### WRITTEN PROBLEM
Starting at the line with "Could you point to the rock" in it, reproduce each line below through the last one, exactly, and include nothing else.
..............................
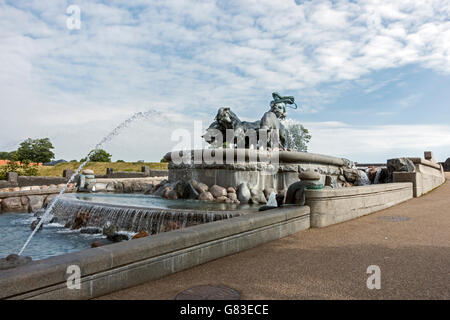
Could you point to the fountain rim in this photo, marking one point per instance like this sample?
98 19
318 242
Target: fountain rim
283 157
132 207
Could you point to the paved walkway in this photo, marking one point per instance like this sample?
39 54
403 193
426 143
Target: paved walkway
331 263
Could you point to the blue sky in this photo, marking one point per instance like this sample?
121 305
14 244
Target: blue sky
372 77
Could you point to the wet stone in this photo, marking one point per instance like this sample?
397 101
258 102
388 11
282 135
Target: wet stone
13 261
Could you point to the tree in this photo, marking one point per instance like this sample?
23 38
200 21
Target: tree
99 155
7 155
35 150
298 137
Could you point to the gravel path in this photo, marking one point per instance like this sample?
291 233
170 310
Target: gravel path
413 253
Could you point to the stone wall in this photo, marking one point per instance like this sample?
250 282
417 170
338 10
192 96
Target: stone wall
117 266
263 174
428 175
28 200
24 181
446 165
331 206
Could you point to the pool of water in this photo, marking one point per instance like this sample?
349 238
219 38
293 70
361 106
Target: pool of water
149 201
52 240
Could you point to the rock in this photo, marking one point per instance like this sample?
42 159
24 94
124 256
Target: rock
190 192
231 190
91 187
363 179
81 220
35 223
446 165
118 237
91 230
348 185
13 204
243 193
99 187
97 244
171 195
161 189
351 175
35 203
109 229
172 225
39 213
232 196
198 186
141 234
218 191
257 196
12 177
222 199
206 196
265 208
428 155
280 197
137 186
267 192
400 165
13 261
179 188
118 186
127 186
24 200
309 175
49 199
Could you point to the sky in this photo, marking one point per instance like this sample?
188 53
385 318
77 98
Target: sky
371 78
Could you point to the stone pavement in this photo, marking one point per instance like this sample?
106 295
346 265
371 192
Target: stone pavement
409 242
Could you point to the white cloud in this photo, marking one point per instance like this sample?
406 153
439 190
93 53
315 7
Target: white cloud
191 57
378 143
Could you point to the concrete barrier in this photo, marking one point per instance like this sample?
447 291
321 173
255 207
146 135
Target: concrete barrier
118 266
427 176
331 206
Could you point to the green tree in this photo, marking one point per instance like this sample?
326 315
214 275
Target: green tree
..............................
### WORKED ANSWER
Could you point to the rock in this photo, marking one point per instance like this sample?
42 159
24 94
124 256
Target: rock
190 192
231 190
91 187
363 179
81 220
35 223
446 165
118 237
91 230
348 185
13 204
243 193
99 187
97 244
171 195
161 189
351 175
35 203
109 229
172 225
39 213
232 196
198 186
141 234
218 191
257 196
12 177
222 199
206 196
265 208
428 155
280 197
137 186
267 192
400 165
13 261
179 188
118 186
127 186
24 200
309 175
49 199
Could you point to the sky in this photo, marking one point per instance like this sample?
188 53
385 318
77 98
Target: sky
371 78
Could you point to the stone pavement in this photo, marking one point per instance like this sample?
106 295
346 265
371 192
Target: stone pavement
409 242
Could you point to the white cloud in this photo, marking one point per instance like this sample?
406 153
439 190
93 53
315 7
Target: white cloud
191 57
378 143
Could you point to the concrete barrier in this photo, marking one point per instance like this sample?
447 291
321 173
255 207
146 135
Target: concrete barrier
118 266
427 176
331 206
Could you point to the green tree in this photo, marking one point per instance like this sample?
326 315
214 275
Target: green tree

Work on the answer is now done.